▶ Teks Bacaan
+++
Halaman

Kamis, 31 Mei 2012

DAMPAK DESENTRALISASI KEUANGAN PUBLIK TERHADAP MANAJEMEN KEUANGAN PEMERINTAH

DAMPAK DESENTRALISASI KEUANGAN PUBLIK TERHADAP MANAJEMEN KEUANGAN PEMERINTAH

Dasar Hukum :
- UU No.32 tahun 2004 tentang Pemerintahan Daerah
- UU No.33 tahun 2004 tentang Perimbangan Keuangan Pemerintah Pusat & Pemerintah Daerah
- UU No.17 tahun 2003 tentang Keuangan Negara
- UU No.1 tahun 2004 tentang Perbendaharaan Negara
- UU No.15 tahun 2005 tentang Pemeriksaan Pengelolaan & Tanggung Jawab Keuangan Negara
PENGERTIAN DESENTRALISASI
-> Penyerahan wewenang pemerintahan oleh Pemerintah Pusat kepada daerah otonom untuk mengatur dan mengurus urusan pemerintahan dalam sistem Negara Kesatuan Republik Indonesia.
+++
▶ Bahan Sumber
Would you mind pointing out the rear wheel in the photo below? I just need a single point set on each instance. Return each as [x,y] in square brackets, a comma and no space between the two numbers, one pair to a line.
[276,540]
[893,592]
+++
▶ Daftar Tugas
• a. Sunting teks tentang desentralisasi keuangan publik, dimulai dari "Kamis, 31 Mei" dan berlanjut sampai "Kesatuan Republik Indonesia.", lalu ganti "daerah otonom" dengan "wilayah otonom".
• b. Lanjutkan teks tentang desentralisasi keuangan publik, mulai setelah kalimat terakhirnya.
Daftar tersebut tidak perlu dipakai.

▶ Jawaban per Tugas
• a.
Kamis, 31 Mei 2012

DAMPAK DESENTRALISASI KEUANGAN PUBLIK TERHADAP MANAJEMEN KEUANGAN PEMERINTAH

DAMPAK DESENTRALISASI KEUANGAN PUBLIK TERHADAP MANAJEMEN KEUANGAN PEMERINTAH

Dasar Hukum :
- UU No.32 tahun 2004 tentang Pemerintahan Daerah
- UU No.33 tahun 2004 tentang Perimbangan Keuangan Pemerintah Pusat & Pemerintah Daerah
- UU No.17 tahun 2003 tentang Keuangan Negara
- UU No.1 tahun 2004 tentang Perbendaharaan Negara
- UU No.15 tahun 2005 tentang Pemeriksaan Pengelolaan & Tanggung Jawab Keuangan Negara
PENGERTIAN DESENTRALISASI
-> Penyerahan wewenang pemerintahan oleh Pemerintah Pusat kepada wilayah otonom untuk mengatur dan mengurus urusan pemerintahan dalam sistem Negara Kesatuan Republik Indonesia.

• b.
TUJUAN DESENTRALISASI FISKAL
a. Meningkatkan efisiensi pelayanan publik;
b. Mengakomodasi aspirasi masyarakat;
c. Memperbaiki struktur fiskal (APBD);
d. Mobilisasi sumber-sumber keuangan (PAD);
e. Meningkatkan akuntabilitas, transparansi, dan partisipasi;
f. Mengurangi disparitas fiskal antardaerah;
g. Menjamin penyediaan pelayanan dasar sosial;
h. Memperbaiki kesejahteraan masyarakat;
i. Menstimulasi perekonomian dan investasi di daerah
PRINSIP DASAR DESENTRALISASI
Prinsip dasar pelaksanaan desentralisasi fiskal di Indonesia adalah “MONEY FOLLOWS FUNCTION”, yaitu fungsi pokok pelayanan publik didaerahkan, dengan dukungan pembiayaan pusat melalui penyerahan sumber-sumber penerimaan kepada daerah. Dalam hal ini, maka sumber-sumber penerimaan negara yang sebelumnya ada di Pusat juga harus sebagian diturunkan ke Daerah. Hal inilah yang selanjutnya disebut sebagai desentralisasi fiskal.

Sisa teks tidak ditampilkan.